What to work on |
Lay out the rows from the very first line through the line containing "[(175, 229)]", both included, as a Markdown table with the columns Number and Line, skipping blank lines. Leave the pictures out of the answer.
──────────
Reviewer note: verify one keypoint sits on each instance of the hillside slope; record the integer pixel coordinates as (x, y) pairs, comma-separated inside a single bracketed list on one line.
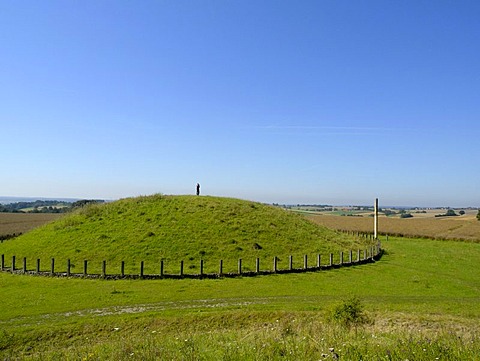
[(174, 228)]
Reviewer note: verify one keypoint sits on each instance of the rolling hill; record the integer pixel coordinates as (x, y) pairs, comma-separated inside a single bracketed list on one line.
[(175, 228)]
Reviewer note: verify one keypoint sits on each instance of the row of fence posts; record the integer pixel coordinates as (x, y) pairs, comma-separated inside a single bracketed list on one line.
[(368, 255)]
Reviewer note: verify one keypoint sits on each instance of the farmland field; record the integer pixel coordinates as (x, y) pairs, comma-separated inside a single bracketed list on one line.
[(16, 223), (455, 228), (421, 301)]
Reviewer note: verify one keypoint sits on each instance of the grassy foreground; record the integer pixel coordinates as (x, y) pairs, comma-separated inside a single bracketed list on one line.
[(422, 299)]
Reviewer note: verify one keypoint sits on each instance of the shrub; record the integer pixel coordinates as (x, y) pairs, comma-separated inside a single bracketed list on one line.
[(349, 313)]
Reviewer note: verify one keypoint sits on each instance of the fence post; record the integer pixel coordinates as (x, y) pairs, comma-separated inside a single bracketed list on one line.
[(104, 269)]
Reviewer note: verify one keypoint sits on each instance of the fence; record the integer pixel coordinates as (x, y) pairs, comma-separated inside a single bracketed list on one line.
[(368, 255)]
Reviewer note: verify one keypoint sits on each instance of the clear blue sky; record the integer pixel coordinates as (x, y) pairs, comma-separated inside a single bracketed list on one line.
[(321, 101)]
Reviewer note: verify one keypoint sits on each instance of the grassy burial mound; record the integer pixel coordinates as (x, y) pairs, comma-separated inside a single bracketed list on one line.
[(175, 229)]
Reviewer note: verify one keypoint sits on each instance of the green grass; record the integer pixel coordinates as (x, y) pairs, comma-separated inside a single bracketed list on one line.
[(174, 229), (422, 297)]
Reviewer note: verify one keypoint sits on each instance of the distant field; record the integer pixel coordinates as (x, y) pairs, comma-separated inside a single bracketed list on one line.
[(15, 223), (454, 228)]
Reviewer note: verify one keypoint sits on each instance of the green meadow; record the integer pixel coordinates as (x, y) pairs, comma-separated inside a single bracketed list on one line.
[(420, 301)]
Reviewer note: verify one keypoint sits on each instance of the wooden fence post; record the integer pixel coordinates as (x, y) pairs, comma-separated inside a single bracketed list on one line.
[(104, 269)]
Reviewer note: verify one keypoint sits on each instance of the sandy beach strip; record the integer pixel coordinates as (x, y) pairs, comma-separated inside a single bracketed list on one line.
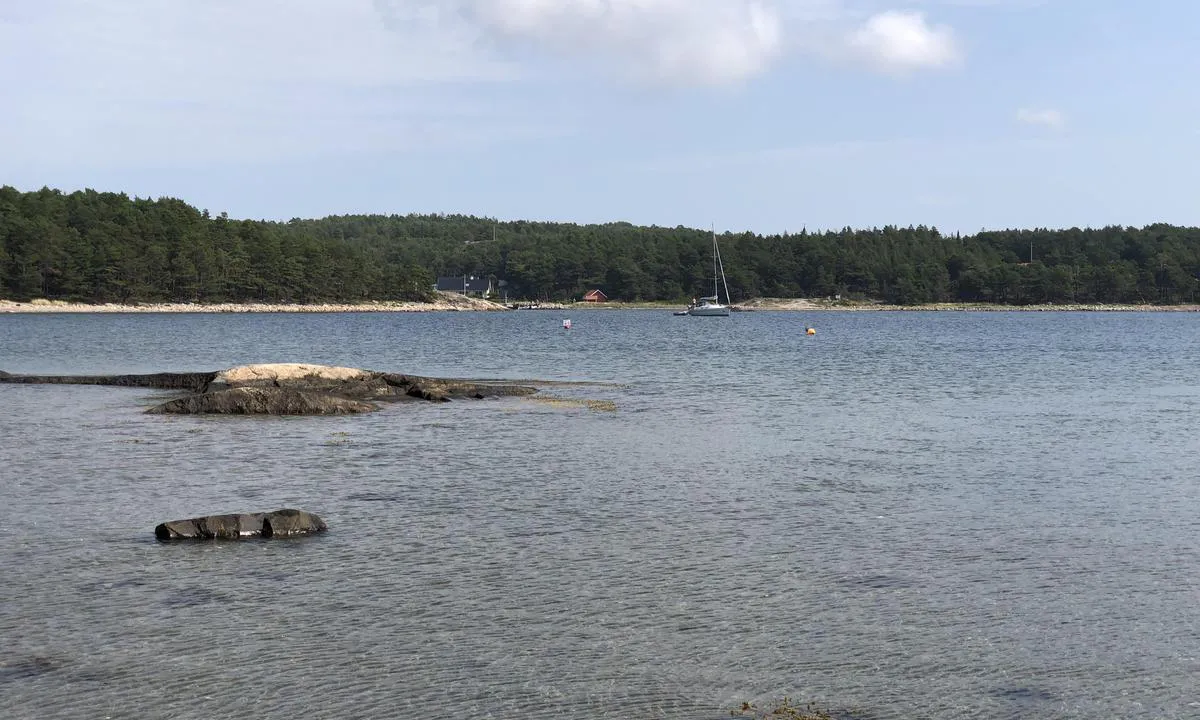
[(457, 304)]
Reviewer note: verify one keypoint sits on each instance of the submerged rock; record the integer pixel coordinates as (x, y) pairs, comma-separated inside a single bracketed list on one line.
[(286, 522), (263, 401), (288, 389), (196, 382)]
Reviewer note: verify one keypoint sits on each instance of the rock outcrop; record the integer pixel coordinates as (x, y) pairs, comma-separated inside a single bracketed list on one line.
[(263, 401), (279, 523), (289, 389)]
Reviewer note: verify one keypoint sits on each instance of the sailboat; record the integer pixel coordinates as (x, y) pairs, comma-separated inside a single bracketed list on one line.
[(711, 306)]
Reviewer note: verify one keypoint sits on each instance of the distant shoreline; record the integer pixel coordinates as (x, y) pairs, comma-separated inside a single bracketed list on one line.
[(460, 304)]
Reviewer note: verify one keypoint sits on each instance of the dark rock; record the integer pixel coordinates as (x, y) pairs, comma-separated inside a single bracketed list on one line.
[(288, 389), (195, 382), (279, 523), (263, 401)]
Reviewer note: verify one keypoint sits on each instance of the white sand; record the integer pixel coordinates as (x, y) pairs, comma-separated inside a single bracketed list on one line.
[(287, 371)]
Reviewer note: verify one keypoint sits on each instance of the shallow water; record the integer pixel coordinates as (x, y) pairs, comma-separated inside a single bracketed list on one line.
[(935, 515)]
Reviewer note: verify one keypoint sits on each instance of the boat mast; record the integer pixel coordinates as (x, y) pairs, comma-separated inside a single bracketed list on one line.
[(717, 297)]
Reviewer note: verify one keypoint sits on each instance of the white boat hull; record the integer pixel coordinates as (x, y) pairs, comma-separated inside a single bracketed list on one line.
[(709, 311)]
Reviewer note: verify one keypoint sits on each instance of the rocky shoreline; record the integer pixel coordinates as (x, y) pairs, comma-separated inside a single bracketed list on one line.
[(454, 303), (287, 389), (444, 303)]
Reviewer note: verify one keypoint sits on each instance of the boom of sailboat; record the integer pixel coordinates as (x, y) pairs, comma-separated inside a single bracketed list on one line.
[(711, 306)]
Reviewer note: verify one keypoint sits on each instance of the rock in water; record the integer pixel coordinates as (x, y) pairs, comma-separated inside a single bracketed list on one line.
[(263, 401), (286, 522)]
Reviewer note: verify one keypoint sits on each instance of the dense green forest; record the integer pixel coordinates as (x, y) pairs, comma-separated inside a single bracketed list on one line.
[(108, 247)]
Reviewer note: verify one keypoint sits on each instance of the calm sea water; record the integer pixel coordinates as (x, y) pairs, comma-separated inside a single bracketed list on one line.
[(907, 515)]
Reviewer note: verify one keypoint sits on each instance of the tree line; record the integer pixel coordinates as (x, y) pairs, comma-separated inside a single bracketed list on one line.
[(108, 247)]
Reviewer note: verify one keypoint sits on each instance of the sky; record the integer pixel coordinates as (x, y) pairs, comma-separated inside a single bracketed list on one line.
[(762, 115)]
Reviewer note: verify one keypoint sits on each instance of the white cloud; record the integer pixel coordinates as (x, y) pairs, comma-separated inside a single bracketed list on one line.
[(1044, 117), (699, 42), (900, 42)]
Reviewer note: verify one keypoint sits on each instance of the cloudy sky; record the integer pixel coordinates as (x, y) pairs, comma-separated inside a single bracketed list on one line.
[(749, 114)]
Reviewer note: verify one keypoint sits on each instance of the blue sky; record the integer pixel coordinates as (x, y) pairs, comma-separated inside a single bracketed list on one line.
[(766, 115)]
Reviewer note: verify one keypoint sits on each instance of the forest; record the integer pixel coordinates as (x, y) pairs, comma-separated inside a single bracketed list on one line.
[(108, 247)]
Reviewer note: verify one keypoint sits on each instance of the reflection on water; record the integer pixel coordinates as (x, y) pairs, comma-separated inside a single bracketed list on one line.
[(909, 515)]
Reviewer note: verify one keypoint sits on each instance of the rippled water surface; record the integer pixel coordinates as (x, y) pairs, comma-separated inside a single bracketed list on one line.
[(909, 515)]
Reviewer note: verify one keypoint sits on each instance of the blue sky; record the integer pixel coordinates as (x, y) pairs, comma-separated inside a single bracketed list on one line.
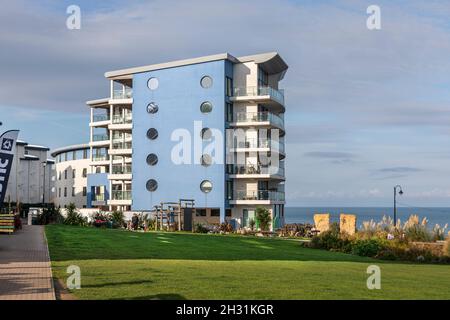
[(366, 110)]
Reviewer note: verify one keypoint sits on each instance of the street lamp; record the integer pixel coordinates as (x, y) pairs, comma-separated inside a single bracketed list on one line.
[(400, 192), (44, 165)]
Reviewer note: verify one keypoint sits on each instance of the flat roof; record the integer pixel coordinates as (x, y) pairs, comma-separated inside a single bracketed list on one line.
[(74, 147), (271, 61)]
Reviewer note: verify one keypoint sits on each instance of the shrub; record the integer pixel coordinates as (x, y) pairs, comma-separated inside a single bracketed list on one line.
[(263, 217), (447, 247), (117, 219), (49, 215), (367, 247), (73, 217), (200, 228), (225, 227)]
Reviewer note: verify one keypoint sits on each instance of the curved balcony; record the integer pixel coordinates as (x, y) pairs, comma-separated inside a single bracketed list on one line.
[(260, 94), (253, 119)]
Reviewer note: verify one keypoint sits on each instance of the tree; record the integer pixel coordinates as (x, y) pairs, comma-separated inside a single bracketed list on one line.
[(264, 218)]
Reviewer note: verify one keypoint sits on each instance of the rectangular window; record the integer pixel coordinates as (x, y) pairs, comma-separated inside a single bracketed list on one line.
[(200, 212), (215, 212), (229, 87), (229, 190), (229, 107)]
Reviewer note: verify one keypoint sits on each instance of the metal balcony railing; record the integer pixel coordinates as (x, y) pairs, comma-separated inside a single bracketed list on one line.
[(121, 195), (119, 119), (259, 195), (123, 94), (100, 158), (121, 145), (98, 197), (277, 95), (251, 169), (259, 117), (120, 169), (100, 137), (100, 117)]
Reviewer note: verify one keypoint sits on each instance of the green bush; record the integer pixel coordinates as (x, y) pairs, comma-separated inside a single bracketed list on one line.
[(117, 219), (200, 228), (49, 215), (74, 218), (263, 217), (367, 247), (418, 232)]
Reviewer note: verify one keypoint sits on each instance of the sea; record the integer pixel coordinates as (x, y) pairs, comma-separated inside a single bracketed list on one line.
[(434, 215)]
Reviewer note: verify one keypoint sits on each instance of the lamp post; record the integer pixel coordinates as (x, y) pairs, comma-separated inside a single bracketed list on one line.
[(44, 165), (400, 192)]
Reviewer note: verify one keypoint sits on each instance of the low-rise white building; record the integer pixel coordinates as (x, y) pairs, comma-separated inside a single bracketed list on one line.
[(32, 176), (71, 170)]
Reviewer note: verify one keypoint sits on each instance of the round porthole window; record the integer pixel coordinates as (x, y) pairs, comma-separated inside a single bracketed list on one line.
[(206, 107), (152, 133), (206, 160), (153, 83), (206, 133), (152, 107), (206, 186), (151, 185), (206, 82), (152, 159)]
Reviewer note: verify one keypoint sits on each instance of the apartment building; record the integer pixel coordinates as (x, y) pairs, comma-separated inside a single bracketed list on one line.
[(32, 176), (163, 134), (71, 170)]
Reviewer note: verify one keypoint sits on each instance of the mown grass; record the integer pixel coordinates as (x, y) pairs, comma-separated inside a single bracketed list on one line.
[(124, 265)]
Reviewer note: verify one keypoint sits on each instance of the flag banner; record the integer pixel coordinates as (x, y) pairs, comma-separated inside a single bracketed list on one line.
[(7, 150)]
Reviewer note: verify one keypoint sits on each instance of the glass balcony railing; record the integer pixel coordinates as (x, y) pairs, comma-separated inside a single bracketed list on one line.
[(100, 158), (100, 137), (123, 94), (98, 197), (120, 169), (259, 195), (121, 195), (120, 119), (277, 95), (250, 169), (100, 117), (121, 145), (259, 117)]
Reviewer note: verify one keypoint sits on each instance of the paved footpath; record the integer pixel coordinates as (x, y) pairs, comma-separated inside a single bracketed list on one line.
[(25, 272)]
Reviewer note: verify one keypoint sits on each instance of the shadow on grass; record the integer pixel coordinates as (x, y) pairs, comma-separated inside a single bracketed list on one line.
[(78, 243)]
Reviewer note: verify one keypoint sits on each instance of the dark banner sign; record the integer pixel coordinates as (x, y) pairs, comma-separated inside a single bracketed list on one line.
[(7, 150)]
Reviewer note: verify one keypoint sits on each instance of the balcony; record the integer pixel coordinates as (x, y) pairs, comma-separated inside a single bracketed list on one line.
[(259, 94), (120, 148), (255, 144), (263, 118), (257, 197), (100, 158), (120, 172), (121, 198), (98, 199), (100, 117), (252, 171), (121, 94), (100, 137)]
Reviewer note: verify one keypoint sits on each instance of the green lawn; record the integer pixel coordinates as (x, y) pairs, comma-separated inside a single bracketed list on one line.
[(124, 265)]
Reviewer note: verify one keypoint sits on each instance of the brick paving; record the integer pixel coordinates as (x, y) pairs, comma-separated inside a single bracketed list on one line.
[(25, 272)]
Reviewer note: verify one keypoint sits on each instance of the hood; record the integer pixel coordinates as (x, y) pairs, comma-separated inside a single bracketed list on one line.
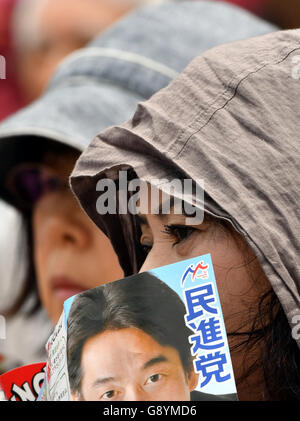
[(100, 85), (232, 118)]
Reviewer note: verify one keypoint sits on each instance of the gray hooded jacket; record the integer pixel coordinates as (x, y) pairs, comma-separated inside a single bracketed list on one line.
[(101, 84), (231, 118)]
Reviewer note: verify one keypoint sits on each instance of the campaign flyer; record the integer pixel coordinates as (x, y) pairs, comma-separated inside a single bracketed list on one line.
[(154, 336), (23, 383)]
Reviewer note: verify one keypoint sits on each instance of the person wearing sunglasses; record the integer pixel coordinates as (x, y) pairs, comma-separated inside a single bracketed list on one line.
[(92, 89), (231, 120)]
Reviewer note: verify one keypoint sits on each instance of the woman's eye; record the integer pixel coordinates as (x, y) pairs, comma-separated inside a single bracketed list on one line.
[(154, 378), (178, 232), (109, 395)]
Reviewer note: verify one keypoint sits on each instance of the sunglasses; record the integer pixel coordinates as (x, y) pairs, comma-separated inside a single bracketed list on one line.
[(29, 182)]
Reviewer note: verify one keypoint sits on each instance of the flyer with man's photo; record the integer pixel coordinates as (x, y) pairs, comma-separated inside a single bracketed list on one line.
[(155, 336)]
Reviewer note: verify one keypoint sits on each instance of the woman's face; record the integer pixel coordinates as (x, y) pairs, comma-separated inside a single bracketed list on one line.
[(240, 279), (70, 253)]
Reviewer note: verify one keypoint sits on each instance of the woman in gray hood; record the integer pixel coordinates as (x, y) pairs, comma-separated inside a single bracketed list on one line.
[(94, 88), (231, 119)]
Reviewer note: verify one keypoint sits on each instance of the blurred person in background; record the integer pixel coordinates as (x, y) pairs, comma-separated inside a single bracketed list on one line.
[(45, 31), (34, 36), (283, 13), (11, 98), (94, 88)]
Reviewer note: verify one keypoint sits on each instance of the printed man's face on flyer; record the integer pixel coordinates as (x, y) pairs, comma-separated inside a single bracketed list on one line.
──────────
Output of the task |
| Number | Line |
|---|---|
| 1 | Reviewer note: verify one keypoint sits on each instance of the hillside slope; record the integer pixel coordinates as (x, y) pairs, comma-separated inside a single bracketed list on one line. |
| 2 | [(174, 228)] |
| 3 | Reviewer note: verify one keypoint sits on each instance of the rolling hill; record the integer pixel coordinates as (x, y) pairs, comma-separated inside a single bracketed list on one line. |
| 4 | [(175, 228)] |
| 5 | Reviewer note: verify one keypoint sits on each instance of the row of fence posts; record the integer pixel coordinates as (x, y) pairs, comma-separated inside a single bracketed list on one line. |
| 6 | [(368, 255)] |
| 7 | Reviewer note: verify one keypoint sits on each instance of the farmland field; record the integer pixel coordinates as (x, y) pairs, comma-separated inside a single bracketed list on one line. |
| 8 | [(16, 223), (455, 228), (421, 301)] |
| 9 | Reviewer note: verify one keypoint sits on each instance of the grassy foreground; record the integer pixel coordinates as (x, y) pairs, comma-separated inside a single bracketed list on one line. |
| 10 | [(422, 299)] |
| 11 | Reviewer note: verify one keypoint sits on each instance of the shrub; record the integer pixel coordinates as (x, y) pairs, comma-separated inside a single bracketed list on one line. |
| 12 | [(349, 313)] |
| 13 | Reviewer note: verify one keypoint sits on each instance of the fence post; record the integer pixel coordinates as (x, y) pairs, comma-separated inside a single bracketed list on one line. |
| 14 | [(104, 269)] |
| 15 | Reviewer note: verify one keypoint sits on each instance of the fence; record the integer pixel coordinates as (x, y) pairs, comma-separated inside a single bracketed list on one line. |
| 16 | [(368, 255)] |
| 17 | Reviewer note: verify one keypoint sits on each instance of the clear blue sky; record the integer pixel coordinates as (x, y) pairs, comma-separated inside a single bracketed list on one line. |
| 18 | [(321, 101)] |
| 19 | Reviewer note: verify one keypoint sits on each instance of the grassy burial mound; record the integer pixel coordinates as (x, y) pairs, comma-separated inside a single bracketed list on one line. |
| 20 | [(175, 229)] |